* ESTRATTO DELLA FONTE

Milano: non è tutto ora ciò che luccica

Prosegue il dibattito lanciato da Milano in Movimento su Milano con un intervento di Andrea Fumagalli su lavoro/composizione/conflitto nella metropoli milanese.

Non è facile parlare di Milano. Nell’immaginario italiota e in parte internazionale, grazie alle politiche di marketing territoriale, attivate da Expo2015, Milano rappresenta un’avanguardia, al pari di metropoli come Barcellona, Monaco, Parigi, Amsterdam e Berlino. Tutto ciò non deve stupire. Nell’area metropolitana milanese, infatti, sono concentrati i settori della produzione immateriale a maggior valore aggiunto (e profittabilità).

* ESERCIZI SCRITTI
**a.** Rispondi in base all'estratto su Milano:
(i) Di chi è l'intervento con cui prosegue il dibattito?
(ii) Quale evento ha attivato le politiche di marketing territoriale?
(iii) Quali settori sono concentrati nell'area metropolitana milanese?
**b.** Ricopia dall'estratto su Milano tutto il testo compreso tra "Prosegue il dibattito" e "nella metropoli milanese.", estremi inclusi.
**c.** Elenca le metropoli che l'estratto su Milano pone al pari di Milano.

* DATI REGISTRATI

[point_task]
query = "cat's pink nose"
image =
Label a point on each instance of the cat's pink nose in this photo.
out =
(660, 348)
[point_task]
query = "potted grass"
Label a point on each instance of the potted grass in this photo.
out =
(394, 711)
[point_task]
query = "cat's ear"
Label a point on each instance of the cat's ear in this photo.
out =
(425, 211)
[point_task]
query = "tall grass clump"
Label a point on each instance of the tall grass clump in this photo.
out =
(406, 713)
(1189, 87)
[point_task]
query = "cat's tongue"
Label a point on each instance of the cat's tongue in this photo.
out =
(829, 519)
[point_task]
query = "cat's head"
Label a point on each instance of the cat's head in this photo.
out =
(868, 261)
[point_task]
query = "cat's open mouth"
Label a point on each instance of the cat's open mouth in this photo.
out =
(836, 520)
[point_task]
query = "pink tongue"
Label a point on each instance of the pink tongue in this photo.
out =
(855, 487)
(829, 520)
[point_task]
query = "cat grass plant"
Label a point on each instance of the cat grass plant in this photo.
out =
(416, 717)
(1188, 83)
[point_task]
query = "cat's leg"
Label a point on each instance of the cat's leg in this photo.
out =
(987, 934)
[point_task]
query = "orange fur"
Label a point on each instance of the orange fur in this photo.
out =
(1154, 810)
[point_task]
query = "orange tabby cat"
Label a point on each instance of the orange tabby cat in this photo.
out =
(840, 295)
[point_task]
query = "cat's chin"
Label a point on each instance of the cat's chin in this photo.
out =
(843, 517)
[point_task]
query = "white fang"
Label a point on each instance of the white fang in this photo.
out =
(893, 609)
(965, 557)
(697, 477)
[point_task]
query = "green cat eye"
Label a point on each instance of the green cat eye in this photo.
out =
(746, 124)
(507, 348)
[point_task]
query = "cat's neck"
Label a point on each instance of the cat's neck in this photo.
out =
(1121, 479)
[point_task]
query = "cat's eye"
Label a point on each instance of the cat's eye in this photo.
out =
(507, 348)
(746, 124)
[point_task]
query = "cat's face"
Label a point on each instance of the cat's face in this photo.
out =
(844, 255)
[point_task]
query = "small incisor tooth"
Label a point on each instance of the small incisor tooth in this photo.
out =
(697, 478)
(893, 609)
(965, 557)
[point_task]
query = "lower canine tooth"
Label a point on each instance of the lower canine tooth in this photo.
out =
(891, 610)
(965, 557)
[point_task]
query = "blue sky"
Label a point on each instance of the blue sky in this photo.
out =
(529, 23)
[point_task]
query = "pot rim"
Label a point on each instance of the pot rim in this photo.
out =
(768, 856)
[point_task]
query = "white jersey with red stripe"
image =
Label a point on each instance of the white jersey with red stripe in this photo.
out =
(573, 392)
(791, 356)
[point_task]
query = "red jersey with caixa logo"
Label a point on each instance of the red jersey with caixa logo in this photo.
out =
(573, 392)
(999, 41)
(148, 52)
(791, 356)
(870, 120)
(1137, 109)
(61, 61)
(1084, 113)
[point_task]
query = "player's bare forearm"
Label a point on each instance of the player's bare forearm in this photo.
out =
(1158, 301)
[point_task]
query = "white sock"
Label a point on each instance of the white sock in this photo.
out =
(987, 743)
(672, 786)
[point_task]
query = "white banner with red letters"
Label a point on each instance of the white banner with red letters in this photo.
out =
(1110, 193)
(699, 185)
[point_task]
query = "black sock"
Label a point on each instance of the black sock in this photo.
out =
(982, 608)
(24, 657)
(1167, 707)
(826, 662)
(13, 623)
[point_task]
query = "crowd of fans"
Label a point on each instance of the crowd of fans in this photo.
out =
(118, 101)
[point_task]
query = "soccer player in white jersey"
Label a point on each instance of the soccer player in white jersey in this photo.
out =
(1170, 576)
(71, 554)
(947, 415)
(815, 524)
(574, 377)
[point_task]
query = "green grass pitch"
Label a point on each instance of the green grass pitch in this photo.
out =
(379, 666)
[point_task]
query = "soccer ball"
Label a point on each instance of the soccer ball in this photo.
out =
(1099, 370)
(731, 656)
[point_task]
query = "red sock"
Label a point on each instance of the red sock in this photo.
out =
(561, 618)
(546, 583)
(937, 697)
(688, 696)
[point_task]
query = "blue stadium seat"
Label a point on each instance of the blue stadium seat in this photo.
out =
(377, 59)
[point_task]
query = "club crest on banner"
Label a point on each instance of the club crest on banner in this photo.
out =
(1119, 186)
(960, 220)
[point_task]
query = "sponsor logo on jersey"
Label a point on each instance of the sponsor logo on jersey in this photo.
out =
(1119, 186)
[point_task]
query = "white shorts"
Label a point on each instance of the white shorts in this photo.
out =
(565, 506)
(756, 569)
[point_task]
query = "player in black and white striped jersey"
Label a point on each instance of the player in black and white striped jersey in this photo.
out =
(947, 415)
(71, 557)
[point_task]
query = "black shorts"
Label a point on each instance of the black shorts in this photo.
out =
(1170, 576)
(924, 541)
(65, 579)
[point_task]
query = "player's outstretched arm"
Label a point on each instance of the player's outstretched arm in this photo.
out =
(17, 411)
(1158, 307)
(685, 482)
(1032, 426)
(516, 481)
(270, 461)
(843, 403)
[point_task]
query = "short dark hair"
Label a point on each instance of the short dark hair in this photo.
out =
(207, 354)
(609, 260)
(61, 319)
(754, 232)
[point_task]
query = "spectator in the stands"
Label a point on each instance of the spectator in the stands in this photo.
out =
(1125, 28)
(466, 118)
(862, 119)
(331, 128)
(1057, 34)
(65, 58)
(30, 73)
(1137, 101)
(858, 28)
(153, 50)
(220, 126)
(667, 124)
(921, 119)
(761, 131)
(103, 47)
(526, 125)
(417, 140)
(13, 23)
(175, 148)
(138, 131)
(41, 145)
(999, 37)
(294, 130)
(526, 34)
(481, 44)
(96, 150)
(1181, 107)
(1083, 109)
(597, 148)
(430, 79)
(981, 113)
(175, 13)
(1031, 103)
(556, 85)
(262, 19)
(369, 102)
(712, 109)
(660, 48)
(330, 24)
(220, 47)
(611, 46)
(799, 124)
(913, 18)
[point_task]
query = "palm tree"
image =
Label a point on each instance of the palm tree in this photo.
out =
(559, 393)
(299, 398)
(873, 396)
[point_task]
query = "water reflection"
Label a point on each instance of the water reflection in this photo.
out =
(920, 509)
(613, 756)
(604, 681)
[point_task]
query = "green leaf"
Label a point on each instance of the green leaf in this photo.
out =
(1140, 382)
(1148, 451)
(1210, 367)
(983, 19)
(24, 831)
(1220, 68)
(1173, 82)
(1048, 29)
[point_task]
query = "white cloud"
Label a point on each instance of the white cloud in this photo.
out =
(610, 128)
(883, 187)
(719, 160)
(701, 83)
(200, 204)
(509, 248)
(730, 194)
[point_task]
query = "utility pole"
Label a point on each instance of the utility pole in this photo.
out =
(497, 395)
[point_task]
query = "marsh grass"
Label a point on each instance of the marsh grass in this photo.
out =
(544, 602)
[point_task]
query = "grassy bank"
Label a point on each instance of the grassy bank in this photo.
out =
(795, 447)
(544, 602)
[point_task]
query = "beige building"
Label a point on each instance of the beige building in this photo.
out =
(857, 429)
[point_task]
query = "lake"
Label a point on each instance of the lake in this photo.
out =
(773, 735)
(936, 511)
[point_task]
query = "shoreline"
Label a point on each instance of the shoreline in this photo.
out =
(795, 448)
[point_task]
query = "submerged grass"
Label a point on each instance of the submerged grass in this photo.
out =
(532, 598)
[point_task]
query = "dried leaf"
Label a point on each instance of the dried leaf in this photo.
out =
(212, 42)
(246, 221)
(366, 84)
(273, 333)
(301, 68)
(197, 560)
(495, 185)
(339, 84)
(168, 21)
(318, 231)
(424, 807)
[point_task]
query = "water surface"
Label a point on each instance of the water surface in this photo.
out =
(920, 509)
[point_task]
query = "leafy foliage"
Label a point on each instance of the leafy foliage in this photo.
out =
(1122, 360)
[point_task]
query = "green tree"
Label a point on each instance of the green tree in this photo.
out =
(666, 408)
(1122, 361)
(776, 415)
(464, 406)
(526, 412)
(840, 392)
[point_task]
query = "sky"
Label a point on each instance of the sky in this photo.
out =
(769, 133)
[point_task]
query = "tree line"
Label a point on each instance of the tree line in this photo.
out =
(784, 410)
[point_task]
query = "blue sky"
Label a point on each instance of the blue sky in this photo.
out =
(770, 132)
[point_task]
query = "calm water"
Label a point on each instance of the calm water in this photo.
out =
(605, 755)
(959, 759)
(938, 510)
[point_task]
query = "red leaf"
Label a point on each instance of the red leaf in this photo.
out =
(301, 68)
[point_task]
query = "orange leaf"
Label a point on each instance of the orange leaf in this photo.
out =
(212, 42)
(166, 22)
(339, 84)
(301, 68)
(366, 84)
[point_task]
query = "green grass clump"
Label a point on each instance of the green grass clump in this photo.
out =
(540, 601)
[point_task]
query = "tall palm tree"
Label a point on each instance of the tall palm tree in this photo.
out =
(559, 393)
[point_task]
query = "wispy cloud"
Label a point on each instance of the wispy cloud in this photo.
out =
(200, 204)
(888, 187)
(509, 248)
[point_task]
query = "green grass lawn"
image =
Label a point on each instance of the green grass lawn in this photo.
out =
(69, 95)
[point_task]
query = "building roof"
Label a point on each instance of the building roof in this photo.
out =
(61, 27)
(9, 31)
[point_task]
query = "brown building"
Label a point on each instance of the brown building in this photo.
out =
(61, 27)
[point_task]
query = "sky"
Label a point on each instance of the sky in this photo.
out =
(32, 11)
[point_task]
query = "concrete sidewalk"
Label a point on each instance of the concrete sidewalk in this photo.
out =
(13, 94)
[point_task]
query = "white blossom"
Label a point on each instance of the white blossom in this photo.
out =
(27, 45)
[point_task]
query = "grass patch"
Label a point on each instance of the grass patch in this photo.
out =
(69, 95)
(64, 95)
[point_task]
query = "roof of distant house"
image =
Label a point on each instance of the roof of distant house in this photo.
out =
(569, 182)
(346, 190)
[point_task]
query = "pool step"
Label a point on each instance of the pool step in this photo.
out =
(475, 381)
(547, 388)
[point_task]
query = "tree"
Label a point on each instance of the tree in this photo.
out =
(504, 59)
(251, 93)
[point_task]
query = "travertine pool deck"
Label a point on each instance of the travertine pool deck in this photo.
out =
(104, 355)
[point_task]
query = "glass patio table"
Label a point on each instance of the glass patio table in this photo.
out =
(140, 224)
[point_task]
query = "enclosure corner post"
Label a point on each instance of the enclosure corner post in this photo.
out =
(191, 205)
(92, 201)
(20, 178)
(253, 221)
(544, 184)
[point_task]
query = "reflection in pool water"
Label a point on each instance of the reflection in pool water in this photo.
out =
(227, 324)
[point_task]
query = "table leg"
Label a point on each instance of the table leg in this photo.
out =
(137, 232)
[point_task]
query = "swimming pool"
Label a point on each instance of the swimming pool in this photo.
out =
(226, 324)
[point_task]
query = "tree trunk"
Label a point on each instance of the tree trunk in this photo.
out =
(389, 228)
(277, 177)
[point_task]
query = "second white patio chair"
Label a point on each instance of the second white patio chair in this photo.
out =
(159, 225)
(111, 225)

* SOLUZIONI DELL'ESERCIZIO
**a.**
(i) Di Andrea Fumagalli.
(ii) Expo2015.
(iii) I settori della produzione immateriale a maggior valore aggiunto (e profittabilità).

**b.**
Prosegue il dibattito lanciato da Milano in Movimento su Milano con un intervento di Andrea Fumagalli su lavoro/composizione/conflitto nella metropoli milanese.

**c.** Barcellona, Monaco, Parigi, Amsterdam, Berlino.